◆ SOURCE INFORMATION:

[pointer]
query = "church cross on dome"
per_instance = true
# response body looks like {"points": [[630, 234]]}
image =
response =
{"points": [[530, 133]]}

◆ ACTIVITY: Your job is to write out the data exactly as it stands.

◆ TASK RESPONSE:
[pointer]
query = "church cross on dome"
per_instance = true
# response body looks like {"points": [[630, 234]]}
image =
response =
{"points": [[530, 133]]}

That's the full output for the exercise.